Copy every one of the records below verbatim, keeping each line unchanged and in order.
┌─ Rows
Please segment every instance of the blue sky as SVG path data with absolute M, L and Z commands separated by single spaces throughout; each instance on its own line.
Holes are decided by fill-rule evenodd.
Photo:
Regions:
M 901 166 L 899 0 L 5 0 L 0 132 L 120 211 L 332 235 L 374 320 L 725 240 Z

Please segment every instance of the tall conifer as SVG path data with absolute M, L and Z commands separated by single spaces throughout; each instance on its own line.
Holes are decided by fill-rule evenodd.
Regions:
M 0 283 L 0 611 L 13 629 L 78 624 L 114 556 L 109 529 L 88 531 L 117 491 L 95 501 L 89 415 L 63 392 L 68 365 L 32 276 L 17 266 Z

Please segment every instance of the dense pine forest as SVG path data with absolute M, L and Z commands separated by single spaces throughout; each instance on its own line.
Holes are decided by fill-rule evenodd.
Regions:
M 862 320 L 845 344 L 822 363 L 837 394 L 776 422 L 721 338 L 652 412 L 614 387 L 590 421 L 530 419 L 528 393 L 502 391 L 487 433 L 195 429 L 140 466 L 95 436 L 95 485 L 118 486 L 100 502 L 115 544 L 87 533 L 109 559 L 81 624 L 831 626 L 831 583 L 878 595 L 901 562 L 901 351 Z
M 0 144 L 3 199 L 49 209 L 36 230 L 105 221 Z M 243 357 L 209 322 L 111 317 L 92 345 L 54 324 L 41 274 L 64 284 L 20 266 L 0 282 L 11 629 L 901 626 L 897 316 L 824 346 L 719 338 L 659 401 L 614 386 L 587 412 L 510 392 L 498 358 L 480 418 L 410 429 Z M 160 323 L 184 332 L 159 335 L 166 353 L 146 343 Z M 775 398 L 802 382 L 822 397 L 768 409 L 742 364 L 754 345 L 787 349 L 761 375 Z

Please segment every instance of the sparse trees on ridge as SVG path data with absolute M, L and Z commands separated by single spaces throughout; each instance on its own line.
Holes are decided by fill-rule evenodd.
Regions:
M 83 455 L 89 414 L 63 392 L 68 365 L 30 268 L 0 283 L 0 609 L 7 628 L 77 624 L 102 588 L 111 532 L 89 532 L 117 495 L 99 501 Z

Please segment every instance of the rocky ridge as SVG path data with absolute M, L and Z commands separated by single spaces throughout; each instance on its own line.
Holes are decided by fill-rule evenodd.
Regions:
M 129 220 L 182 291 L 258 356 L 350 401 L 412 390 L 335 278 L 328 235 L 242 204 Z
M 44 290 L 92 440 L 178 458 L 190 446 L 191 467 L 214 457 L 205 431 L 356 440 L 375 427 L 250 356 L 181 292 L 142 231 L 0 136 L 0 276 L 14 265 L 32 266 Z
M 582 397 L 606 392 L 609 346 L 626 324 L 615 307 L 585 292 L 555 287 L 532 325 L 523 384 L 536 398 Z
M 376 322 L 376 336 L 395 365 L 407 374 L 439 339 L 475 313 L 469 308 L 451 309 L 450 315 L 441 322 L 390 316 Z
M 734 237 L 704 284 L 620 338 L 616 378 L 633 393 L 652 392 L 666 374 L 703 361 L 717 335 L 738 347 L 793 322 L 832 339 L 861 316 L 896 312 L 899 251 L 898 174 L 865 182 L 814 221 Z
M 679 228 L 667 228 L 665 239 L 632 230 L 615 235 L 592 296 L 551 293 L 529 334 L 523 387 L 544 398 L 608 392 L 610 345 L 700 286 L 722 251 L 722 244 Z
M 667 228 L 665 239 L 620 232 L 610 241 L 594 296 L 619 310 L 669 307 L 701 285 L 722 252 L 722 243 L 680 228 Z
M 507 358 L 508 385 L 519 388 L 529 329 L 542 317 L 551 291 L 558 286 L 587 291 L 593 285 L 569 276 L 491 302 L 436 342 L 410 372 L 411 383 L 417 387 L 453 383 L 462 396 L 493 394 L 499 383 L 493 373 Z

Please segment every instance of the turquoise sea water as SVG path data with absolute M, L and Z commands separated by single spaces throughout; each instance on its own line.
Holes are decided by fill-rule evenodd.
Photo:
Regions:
└─
The reply:
Please segment every instance of the blue sky as SVG path data with absolute M, L and Z commands separated by single spaces throughout; each instance on its own line.
Holes are decided by fill-rule evenodd.
Photo:
Regions:
M 901 166 L 899 0 L 5 0 L 0 132 L 120 211 L 332 235 L 374 320 L 725 240 Z

Please segment every instance of the tall conifer as SVG path data with absolute M, L and Z commands separated by single spaces throughout; each instance on its own line.
Holes are decided by fill-rule evenodd.
Regions:
M 0 283 L 0 611 L 13 629 L 78 624 L 114 556 L 109 529 L 88 531 L 117 491 L 95 501 L 89 415 L 63 392 L 68 365 L 32 276 L 17 266 Z

Please segment every instance of the dense pine forest as SVG path data with absolute M, L and Z commands separated by single spaces throughout; each instance on its own line.
Holes are decided by fill-rule evenodd.
Regions:
M 862 320 L 845 344 L 822 363 L 837 394 L 776 422 L 721 338 L 652 412 L 614 387 L 590 421 L 530 419 L 528 393 L 502 391 L 487 433 L 195 429 L 140 466 L 95 436 L 95 485 L 118 486 L 100 502 L 115 544 L 87 533 L 109 559 L 81 624 L 831 626 L 831 583 L 878 595 L 901 562 L 901 351 Z
M 0 144 L 3 199 L 49 209 L 36 230 L 105 221 Z M 243 357 L 209 322 L 111 317 L 92 345 L 54 324 L 41 274 L 64 284 L 20 266 L 0 282 L 11 629 L 901 626 L 897 316 L 824 346 L 719 338 L 659 401 L 614 386 L 587 412 L 510 392 L 498 358 L 480 418 L 410 429 Z M 160 323 L 184 332 L 159 335 L 166 353 L 146 343 Z M 775 398 L 802 382 L 822 397 L 768 409 L 742 364 L 754 345 L 787 349 L 761 375 Z

Please segment every instance of the sparse trees on ridge as SVG path data with absolute M, L and Z commands separated by single spaces throughout; each instance on its own line.
Holes are decided by fill-rule evenodd.
Regions:
M 83 455 L 89 414 L 63 392 L 68 365 L 30 268 L 0 283 L 0 609 L 7 628 L 77 624 L 102 588 L 111 532 L 89 532 L 117 495 L 99 501 Z

Please segment every instance of the rocky ridge as SVG path data with absolute M, L and Z commands separated by single spaces throughout; each instance on its own line.
Holes are decided by fill-rule evenodd.
Regions:
M 129 220 L 182 291 L 258 356 L 350 401 L 412 390 L 335 278 L 328 235 L 242 204 Z
M 44 290 L 92 440 L 178 458 L 190 446 L 191 467 L 214 457 L 205 431 L 356 440 L 375 427 L 250 356 L 181 292 L 142 231 L 0 136 L 0 276 L 14 265 L 32 266 Z
M 582 397 L 606 392 L 609 346 L 626 324 L 615 307 L 585 292 L 555 287 L 532 325 L 523 384 L 536 398 Z
M 376 322 L 376 336 L 395 365 L 407 374 L 439 339 L 475 313 L 469 308 L 451 309 L 450 315 L 441 322 L 390 316 Z
M 734 237 L 704 284 L 620 338 L 616 378 L 633 393 L 652 392 L 666 374 L 703 361 L 717 335 L 738 347 L 793 322 L 832 339 L 861 316 L 896 312 L 899 251 L 898 174 L 865 182 L 814 221 Z
M 679 228 L 667 228 L 665 239 L 632 230 L 615 235 L 592 296 L 551 293 L 529 334 L 523 387 L 544 398 L 608 392 L 610 345 L 700 286 L 722 251 L 722 244 Z
M 667 228 L 665 239 L 620 232 L 610 241 L 594 296 L 619 310 L 669 307 L 701 285 L 722 252 L 722 243 L 680 228 Z
M 507 358 L 508 385 L 519 388 L 529 329 L 542 317 L 551 291 L 558 286 L 587 291 L 593 285 L 569 276 L 491 302 L 436 342 L 410 372 L 411 383 L 417 387 L 453 383 L 462 396 L 493 394 L 499 383 L 493 373 Z

Please segment every instance of the turquoise sea water as SVG path data with absolute M, L and Z commands separated by single spaces throughout; each instance on its own line.
Holes are decided by fill-rule evenodd.
Photo:
Regions:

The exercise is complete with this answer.